**What you need to do**
In the records below, find the line that contains "Query: mountain slope" and repeat it, along with each line after it, exactly as written.

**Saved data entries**
==================================================
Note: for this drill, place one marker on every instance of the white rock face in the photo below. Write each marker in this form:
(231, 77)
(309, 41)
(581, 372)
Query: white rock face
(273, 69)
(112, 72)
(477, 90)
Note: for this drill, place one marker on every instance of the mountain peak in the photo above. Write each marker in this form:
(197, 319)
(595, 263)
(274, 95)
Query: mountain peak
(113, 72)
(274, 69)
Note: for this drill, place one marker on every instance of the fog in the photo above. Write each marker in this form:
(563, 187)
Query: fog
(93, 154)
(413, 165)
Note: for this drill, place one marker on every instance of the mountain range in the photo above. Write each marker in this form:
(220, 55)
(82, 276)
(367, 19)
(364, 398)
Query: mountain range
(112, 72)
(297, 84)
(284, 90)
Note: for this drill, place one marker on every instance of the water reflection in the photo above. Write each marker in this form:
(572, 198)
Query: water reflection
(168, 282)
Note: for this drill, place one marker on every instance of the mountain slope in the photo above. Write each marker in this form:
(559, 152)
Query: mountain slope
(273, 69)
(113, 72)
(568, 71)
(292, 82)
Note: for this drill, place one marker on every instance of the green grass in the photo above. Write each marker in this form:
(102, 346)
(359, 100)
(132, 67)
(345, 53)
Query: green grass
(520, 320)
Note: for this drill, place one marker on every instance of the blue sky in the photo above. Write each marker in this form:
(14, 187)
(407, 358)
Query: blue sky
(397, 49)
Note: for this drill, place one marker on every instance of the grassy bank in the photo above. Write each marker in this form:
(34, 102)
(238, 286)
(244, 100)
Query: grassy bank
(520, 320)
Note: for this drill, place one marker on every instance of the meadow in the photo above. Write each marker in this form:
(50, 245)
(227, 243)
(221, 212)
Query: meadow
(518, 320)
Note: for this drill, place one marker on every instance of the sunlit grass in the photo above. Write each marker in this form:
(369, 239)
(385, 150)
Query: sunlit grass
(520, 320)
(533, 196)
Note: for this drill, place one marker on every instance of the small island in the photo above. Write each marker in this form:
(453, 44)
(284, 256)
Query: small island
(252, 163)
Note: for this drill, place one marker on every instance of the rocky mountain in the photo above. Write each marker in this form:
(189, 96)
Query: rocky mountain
==================================================
**Solution to this task**
Query: mountain slope
(273, 69)
(113, 72)
(568, 71)
(292, 82)
Note: for this drill, place one marker on every instance of the green grass in the photo above. Write each marker in this form:
(102, 346)
(359, 100)
(132, 67)
(345, 53)
Query: green grass
(520, 320)
Note: for this drill, place one marker on every instance of the blue sky in the photo above. Write each marker in this form:
(14, 187)
(407, 358)
Query: blue sky
(397, 49)
Note: for this drill, place one marker on every instance of the grassy bank in the photo above. Write each marker in this form:
(34, 102)
(238, 286)
(244, 100)
Query: grassy bank
(520, 320)
Note: for this drill, place one marker on every instance of the meadow in the photo above. Write each marker in this form:
(50, 245)
(227, 243)
(221, 212)
Query: meadow
(518, 320)
Note: for this drill, place one marker on every instance of the sunlit grass in the photo above. Write each marker in this form:
(369, 239)
(385, 150)
Query: sunlit grass
(520, 320)
(533, 196)
Note: for this drill, place one marker on every instance of the small island in the photo above. Write each marker in this form:
(453, 44)
(284, 256)
Query: small island
(252, 163)
Note: for this drill, place one marker on every instance of the rocky mountain in the photo above. Write each marker in this form:
(189, 96)
Query: rocky mountain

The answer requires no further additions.